[Task brief] Please return all of the material below line for line, unchanged, but leave out the pictures.

[Dataset records]
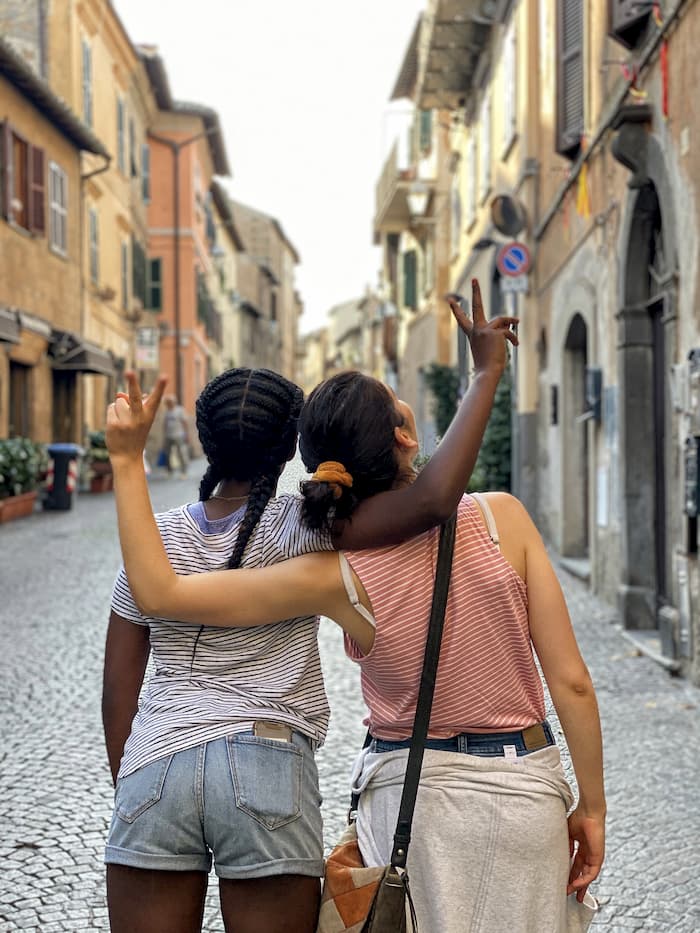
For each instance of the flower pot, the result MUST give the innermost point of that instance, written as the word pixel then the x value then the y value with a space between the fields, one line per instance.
pixel 17 506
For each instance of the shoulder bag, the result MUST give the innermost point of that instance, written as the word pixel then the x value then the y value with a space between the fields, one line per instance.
pixel 357 899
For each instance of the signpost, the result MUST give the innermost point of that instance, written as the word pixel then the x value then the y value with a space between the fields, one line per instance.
pixel 513 262
pixel 513 259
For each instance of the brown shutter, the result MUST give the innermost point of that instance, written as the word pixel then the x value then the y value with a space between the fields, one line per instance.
pixel 7 181
pixel 37 190
pixel 570 77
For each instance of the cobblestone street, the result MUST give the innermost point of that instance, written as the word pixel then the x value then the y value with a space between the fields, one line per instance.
pixel 56 575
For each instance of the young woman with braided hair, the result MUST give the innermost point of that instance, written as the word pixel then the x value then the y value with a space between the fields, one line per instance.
pixel 219 758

[Solved exercise]
For each instance of the flower pot, the result MUST give the innermost point of that instance, written as the word pixel then the x value then the y value with a space between the fields, one line per instance.
pixel 17 506
For each instance of the shoulder bag, the result MUST give the innermost point of that instance, written as the word pixel then the x value then the y value with a space between the fields, one line per instance.
pixel 357 899
For each instance of the signpost, the result MUST give the innermost point of that instance, written as the word pixel then the x value then the y value with a space between the fields, one line per instance.
pixel 513 262
pixel 513 259
For each instance of the brown shutter, the result MUST give the innermost point of that instance, written as the word pixel then the x value then the y value with a space between the fields, one line per instance.
pixel 7 181
pixel 37 190
pixel 570 77
For each instance of the cobblestone street, the result MUST give the innermost point of that instance, written as the word pixel then the x value then the y value with a space between the fields, one line per instance.
pixel 56 575
For each instance of the young woman with braided hair, the result MUST give the innermost point of that instance, written as the word pixel then the x value then the y value with a space between the fields, one line per instance.
pixel 219 758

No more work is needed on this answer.